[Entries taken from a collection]
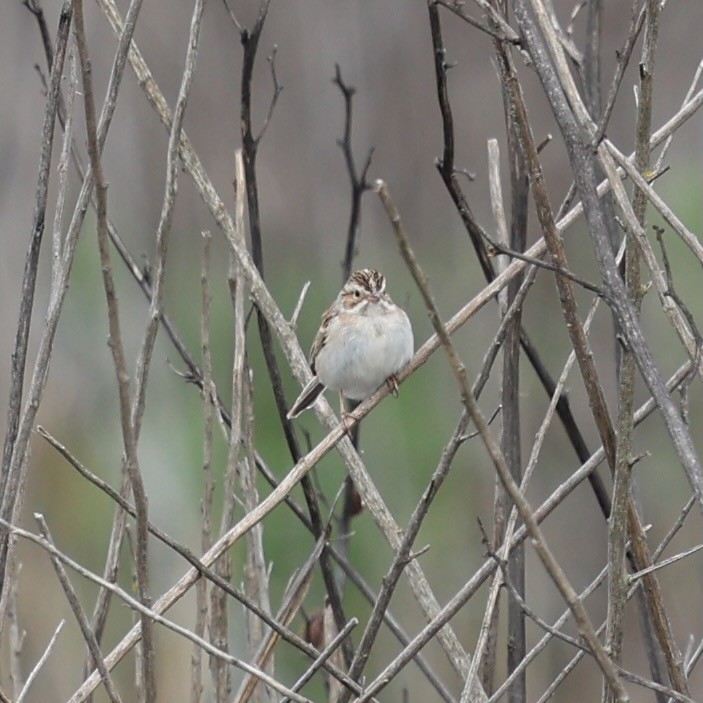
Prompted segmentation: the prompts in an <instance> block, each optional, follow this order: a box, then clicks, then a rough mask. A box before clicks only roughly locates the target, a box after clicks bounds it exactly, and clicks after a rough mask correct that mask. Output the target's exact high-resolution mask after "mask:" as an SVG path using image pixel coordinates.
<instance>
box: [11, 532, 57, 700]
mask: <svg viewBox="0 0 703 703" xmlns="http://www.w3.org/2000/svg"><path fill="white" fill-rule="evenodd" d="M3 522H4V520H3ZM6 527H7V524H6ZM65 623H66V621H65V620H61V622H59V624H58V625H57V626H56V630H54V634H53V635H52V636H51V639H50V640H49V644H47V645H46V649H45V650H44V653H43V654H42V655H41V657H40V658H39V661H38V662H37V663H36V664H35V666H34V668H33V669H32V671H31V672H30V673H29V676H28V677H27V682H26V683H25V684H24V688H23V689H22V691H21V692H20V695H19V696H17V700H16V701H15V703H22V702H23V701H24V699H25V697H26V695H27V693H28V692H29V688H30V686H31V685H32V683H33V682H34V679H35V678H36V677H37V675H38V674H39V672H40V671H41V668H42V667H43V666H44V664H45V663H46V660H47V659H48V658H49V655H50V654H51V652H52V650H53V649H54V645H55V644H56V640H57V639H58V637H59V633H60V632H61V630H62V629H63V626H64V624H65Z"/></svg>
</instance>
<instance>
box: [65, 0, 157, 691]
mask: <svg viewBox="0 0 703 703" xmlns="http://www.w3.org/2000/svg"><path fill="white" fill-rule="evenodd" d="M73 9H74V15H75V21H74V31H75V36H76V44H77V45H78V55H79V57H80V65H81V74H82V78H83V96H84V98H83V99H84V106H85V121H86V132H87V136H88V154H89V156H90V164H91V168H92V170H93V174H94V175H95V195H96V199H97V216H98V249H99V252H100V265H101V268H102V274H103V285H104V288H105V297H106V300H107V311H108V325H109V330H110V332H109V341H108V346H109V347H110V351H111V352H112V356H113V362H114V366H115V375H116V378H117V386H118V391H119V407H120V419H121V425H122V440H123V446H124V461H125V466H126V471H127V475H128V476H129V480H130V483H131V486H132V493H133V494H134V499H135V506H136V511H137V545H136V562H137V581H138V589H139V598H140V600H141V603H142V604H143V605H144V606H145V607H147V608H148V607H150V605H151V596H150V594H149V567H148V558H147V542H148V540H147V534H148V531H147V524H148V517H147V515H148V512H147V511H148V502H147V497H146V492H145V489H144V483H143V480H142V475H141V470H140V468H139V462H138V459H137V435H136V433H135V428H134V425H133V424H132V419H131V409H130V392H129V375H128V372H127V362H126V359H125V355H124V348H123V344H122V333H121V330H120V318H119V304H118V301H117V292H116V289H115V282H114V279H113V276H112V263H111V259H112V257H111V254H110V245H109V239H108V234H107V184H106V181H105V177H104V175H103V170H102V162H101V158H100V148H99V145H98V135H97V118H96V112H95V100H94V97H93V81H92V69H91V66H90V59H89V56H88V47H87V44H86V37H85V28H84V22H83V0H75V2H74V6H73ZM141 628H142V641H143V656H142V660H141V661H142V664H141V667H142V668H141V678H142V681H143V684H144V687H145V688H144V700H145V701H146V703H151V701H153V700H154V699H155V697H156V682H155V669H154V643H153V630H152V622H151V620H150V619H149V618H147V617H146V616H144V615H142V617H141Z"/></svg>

• **Work instruction**
The expected answer is the complete set of entries, copied verbatim, with no pictures.

• **The answer**
Prompted segmentation: the prompts in an <instance> block, each optional, follow this order: a box, then clicks, then a rough mask. A box before clicks only roughly locates the target, a box after clicks bounds it exactly, and clicks after a rough mask correct that mask. Output the target's exact high-resolution mask after "mask:" as an SVG path using image pixel coordinates.
<instance>
box: [11, 532, 57, 700]
mask: <svg viewBox="0 0 703 703" xmlns="http://www.w3.org/2000/svg"><path fill="white" fill-rule="evenodd" d="M3 522H4V520H3ZM6 527H7V524H6ZM65 623H66V621H65V620H61V622H59V624H58V625H57V626H56V630H54V634H53V635H52V636H51V639H50V640H49V644H47V645H46V649H45V650H44V653H43V654H42V655H41V657H40V658H39V661H38V662H37V663H36V664H35V666H34V668H33V669H32V671H31V672H30V673H29V676H28V677H27V682H26V683H25V684H24V688H23V689H22V691H21V692H20V695H19V696H17V700H16V701H15V703H22V702H23V701H24V699H25V697H26V695H27V693H28V692H29V688H30V686H31V685H32V683H33V682H34V679H35V678H36V677H37V675H38V674H39V672H40V671H41V668H42V667H43V666H44V664H45V663H46V660H47V659H48V658H49V655H50V654H51V652H52V650H53V649H54V645H55V644H56V640H57V639H58V637H59V633H60V632H61V630H62V629H63V626H64V624H65Z"/></svg>
</instance>
<instance>
box: [65, 0, 157, 691]
mask: <svg viewBox="0 0 703 703" xmlns="http://www.w3.org/2000/svg"><path fill="white" fill-rule="evenodd" d="M73 9H74V15H75V21H74V31H75V36H76V44H77V45H78V55H79V57H80V65H81V74H82V78H83V96H84V98H83V99H84V106H85V121H86V132H87V136H88V154H89V156H90V164H91V168H92V170H93V174H94V175H95V195H96V199H97V216H98V249H99V252H100V265H101V268H102V274H103V285H104V288H105V297H106V300H107V311H108V325H109V330H110V332H109V341H108V346H109V347H110V351H111V352H112V356H113V362H114V366H115V375H116V378H117V386H118V391H119V407H120V419H121V425H122V440H123V446H124V461H125V466H126V471H127V475H128V476H129V480H130V483H131V486H132V493H133V494H134V499H135V506H136V511H137V545H136V562H137V581H138V589H139V598H140V600H141V603H142V604H143V605H144V606H145V607H147V608H148V607H150V605H151V596H150V594H149V567H148V558H147V542H148V540H147V534H148V531H147V524H148V517H147V515H148V512H147V511H148V502H147V497H146V492H145V489H144V483H143V480H142V475H141V470H140V468H139V462H138V459H137V435H136V433H135V428H134V425H133V424H132V419H131V409H130V392H129V375H128V372H127V362H126V359H125V355H124V348H123V344H122V333H121V330H120V318H119V304H118V301H117V292H116V289H115V282H114V279H113V276H112V263H111V259H112V257H111V254H110V245H109V239H108V234H107V184H106V181H105V177H104V175H103V170H102V162H101V158H100V148H99V145H98V135H97V118H96V112H95V100H94V97H93V81H92V69H91V66H90V59H89V56H88V47H87V44H86V37H85V28H84V22H83V0H75V2H74V6H73ZM141 628H142V641H143V656H142V660H141V661H142V664H141V667H142V668H141V678H142V681H143V684H144V687H145V688H144V700H145V701H146V703H151V701H153V700H154V699H155V697H156V682H155V669H154V643H153V630H152V622H151V620H150V619H149V618H147V617H146V616H144V615H142V617H141Z"/></svg>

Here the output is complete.